[Opening Material shown section]

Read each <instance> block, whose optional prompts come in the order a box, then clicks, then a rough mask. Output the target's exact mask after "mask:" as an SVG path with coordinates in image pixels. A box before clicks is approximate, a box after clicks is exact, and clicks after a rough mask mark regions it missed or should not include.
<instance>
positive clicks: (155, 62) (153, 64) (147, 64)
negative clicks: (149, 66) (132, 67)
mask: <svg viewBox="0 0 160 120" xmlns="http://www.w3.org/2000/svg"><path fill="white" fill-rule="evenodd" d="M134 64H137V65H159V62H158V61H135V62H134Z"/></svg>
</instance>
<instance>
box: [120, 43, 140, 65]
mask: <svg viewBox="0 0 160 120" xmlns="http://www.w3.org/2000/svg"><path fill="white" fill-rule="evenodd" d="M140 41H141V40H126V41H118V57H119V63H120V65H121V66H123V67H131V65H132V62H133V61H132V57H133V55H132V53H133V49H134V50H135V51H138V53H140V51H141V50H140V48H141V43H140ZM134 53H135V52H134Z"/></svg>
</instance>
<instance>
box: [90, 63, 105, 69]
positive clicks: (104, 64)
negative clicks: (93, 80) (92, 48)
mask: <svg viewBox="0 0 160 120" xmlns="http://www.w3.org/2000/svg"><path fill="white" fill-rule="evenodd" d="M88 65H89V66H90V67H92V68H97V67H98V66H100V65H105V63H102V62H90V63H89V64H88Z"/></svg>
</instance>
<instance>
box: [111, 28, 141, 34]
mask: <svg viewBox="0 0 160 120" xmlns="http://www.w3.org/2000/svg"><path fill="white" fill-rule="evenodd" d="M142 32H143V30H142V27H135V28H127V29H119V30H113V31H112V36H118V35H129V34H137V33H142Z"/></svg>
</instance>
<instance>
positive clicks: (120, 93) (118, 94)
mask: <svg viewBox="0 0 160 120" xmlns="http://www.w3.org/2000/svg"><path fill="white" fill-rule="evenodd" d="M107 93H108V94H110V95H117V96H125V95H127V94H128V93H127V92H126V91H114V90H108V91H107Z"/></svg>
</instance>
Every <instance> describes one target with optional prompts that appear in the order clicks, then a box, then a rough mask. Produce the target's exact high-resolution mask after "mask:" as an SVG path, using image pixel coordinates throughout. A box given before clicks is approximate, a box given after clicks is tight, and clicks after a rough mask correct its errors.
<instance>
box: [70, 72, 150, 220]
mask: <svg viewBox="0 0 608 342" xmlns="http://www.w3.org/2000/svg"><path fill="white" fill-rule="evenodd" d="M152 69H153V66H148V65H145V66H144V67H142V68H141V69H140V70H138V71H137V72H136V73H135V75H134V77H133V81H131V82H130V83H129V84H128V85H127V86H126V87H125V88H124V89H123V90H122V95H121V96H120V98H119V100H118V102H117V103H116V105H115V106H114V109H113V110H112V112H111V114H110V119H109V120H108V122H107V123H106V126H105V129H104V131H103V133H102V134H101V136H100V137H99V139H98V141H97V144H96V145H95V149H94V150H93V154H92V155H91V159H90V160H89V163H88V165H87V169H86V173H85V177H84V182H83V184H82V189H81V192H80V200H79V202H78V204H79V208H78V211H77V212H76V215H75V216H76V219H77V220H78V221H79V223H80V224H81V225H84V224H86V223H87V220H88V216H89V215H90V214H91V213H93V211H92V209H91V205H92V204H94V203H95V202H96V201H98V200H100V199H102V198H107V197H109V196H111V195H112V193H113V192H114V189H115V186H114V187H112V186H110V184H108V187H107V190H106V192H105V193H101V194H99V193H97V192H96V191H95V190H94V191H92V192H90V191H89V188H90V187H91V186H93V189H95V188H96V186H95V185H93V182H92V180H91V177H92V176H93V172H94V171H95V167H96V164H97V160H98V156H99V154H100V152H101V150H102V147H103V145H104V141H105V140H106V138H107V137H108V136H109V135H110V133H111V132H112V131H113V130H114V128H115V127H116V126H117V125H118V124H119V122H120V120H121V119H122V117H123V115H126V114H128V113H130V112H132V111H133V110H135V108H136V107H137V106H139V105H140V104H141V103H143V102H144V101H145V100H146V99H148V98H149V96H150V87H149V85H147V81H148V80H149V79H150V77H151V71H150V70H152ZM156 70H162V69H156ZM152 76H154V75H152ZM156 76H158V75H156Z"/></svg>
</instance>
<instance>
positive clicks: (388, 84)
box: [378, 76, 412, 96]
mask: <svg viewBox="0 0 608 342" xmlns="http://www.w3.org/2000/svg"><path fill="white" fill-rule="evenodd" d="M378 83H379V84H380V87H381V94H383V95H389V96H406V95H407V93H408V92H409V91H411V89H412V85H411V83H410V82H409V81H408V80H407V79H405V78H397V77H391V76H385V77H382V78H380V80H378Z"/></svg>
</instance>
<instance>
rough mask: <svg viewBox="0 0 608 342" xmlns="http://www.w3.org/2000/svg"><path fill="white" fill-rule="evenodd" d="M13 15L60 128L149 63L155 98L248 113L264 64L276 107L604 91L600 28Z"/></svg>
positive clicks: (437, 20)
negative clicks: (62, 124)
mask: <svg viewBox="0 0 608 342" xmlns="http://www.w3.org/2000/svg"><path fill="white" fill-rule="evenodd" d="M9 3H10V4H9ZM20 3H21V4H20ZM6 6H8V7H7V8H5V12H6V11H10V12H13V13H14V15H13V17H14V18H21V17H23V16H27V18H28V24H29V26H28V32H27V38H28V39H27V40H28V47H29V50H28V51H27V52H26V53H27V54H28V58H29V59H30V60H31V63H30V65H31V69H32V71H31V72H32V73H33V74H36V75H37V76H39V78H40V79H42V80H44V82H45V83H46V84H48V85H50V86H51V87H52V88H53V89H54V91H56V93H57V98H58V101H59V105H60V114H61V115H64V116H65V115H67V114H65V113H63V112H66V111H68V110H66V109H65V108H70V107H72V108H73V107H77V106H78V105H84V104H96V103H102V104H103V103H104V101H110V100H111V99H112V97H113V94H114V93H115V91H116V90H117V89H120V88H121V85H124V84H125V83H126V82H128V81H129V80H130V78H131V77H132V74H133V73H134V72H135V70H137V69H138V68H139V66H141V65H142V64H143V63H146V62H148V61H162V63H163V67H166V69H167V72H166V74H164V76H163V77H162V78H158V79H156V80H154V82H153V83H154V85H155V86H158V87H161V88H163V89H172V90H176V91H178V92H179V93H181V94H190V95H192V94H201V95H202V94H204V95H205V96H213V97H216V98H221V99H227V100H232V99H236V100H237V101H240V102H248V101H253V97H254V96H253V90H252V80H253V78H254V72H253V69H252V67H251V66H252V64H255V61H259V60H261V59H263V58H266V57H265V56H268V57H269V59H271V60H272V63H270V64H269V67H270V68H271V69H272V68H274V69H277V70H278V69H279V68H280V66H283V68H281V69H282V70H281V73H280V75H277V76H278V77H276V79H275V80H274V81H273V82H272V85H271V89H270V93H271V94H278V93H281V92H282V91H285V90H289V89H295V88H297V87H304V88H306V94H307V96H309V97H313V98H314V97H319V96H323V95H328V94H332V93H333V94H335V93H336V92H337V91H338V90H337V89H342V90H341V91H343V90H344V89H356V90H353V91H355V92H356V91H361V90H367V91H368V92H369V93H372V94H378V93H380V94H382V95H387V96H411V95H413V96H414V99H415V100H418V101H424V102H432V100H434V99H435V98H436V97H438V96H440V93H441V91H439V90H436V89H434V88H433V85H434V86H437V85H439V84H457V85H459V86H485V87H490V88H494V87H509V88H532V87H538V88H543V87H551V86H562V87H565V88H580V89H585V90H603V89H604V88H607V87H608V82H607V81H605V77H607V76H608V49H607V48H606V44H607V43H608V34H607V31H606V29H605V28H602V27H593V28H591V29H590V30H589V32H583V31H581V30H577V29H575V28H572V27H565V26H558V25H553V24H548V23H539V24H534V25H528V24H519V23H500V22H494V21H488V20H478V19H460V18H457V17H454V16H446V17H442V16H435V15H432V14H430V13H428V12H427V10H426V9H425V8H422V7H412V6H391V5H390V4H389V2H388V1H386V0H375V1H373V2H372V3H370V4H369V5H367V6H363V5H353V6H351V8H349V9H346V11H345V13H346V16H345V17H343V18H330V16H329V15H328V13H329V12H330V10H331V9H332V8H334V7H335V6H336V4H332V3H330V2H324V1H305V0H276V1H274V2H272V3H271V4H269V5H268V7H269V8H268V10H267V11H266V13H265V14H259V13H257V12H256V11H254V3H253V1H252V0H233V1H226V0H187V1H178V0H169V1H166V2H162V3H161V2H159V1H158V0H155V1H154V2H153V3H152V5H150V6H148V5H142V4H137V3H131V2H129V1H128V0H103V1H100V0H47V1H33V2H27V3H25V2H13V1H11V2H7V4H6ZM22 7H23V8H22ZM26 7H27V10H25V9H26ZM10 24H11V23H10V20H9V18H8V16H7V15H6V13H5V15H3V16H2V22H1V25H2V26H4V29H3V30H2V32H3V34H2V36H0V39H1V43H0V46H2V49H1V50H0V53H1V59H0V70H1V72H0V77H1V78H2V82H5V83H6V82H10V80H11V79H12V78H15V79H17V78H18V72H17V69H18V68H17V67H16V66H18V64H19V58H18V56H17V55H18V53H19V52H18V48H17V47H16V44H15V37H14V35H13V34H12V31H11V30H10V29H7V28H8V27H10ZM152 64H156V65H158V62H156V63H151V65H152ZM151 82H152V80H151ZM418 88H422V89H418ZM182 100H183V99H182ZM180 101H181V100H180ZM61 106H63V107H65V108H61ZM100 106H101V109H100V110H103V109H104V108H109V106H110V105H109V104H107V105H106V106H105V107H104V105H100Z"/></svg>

[Closing Material shown section]

Written task –
Which lines of the records above contain the word "then"? Pick out each one and copy it in full, matching case exactly.

Output for this exercise –
Read each <instance> block, whose optional prompts come in the order a box, then clicks, then a rough mask. Output the target's exact mask after "mask:" as an SVG path with coordinates in image pixels. A box before clicks is approximate, a box after clicks is exact, and clicks after a rough mask mark regions it missed or should not include.
Every <instance> describes one target with optional prompts that appear in the order clicks, then a box, then a rough mask. Produce the target's exact high-resolution mask after "mask:" as an SVG path, using image pixel coordinates throughout. A box given before clicks is approximate, a box given after clicks is tight, and clicks after a rough mask correct its errors.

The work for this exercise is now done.